### Passage shown
■ ■ ■ ■
In consideration of the consent by the Noteholders to the
Amendments, the Companies shall pay a combined fee to the Noteholders on
the Effective Date of the Omnibus Amendment in an aggregate amount equal to
$158,797.12. Such combined fee shall be paid to the Noteholders ratably in
accordance with the respective principal amounts of Notes held by them and
in the manner and to the accounts specified in the Existing Note Agreement
for payments of principal and interest on the Notes.
7. EXPENSES.
Whether or not the Amendments become effective, the Companies will
promptly (and in any event within thirty days of receiving any statement or
invoice therefor) pay all fees, expenses and costs relating to the Omnibus
Amendment, including, but not limited to, the reasonable fees of your
special counsel, Xxxxxxx Xxxx LLP, incurred in connection with the
preparation, negotiation and delivery of the Omnibus Amendment and any
other documents related thereto. Nothing in this Section shall limit the
Companies' obligations pursuant to paragraph 10B of the Existing Note
Agreement and Section 6.1 of the Rite Aid Guaranty.
8. MISCELLANEOUS.
8.1. PART OF EXISTING NOTE AGREEMENT, FUTURE REFERENCES, ETC.
This Omnibus Amendment shall be construed in connection
with and as a part of the Existing Note Agreement, the Notes, the
Existing Rite Aid Guaranty and the Existing Put Agreement and,
except as expressly amended by this Omnibus Amendment, all terms,
conditions and covenants contained in the Existing Note Agreement,
the Notes, the Existing Rite Aid Guaranty and the Existing Put
Agreement are hereby ratified and shall be and remain in full
force and effect. Any and all notices, requests, certificates and
other instruments executed and delivered after the execution and
delivery of this Omnibus Amendment may refer to the Existing Note
Agreement, the Notes, the Existing Rite Aid Guaranty and the
Existing Put Agreement without making specific reference to this
Omnibus Amendment, but nevertheless all such references shall
include this Omnibus Amendment unless the context otherwise
requires.
8.2. COUNTERPARTS.
This Omnibus Amendment may be executed in any number of
counterparts, each of which shall be an original but all of which
together shall constitute one instrument. Each counterpart may
consist of a number of copies hereof, each signed by less than
all, but together signed by all, of the parties hereto.
8.3. GOVERNING LAW.
■ ■ ■ ■
### Raw data
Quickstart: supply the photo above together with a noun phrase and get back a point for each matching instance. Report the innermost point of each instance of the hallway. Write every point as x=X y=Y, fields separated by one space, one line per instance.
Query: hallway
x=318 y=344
■ ■ ■ ■
### Problems to solve
**1)** List every numbered section heading in the amendment excerpt, with its number.
**2)** Transcribe the amendment excerpt from "Whether or not" up to and including "Rite Aid Guaranty.".

### Answers to the exercise
**1)**
7. EXPENSES.
8. MISCELLANEOUS.
8.1. PART OF EXISTING NOTE AGREEMENT, FUTURE REFERENCES, ETC.
8.2. COUNTERPARTS.
8.3. GOVERNING LAW.

**2)**
Whether or not the Amendments become effective, the Companies will
promptly (and in any event within thirty days of receiving any statement or
invoice therefor) pay all fees, expenses and costs relating to the Omnibus
Amendment, including, but not limited to, the reasonable fees of your
special counsel, Xxxxxxx Xxxx LLP, incurred in connection with the
preparation, negotiation and delivery of the Omnibus Amendment and any
other documents related thereto. Nothing in this Section shall limit the
Companies' obligations pursuant to paragraph 10B of the Existing Note
Agreement and Section 6.1 of the Rite Aid Guaranty.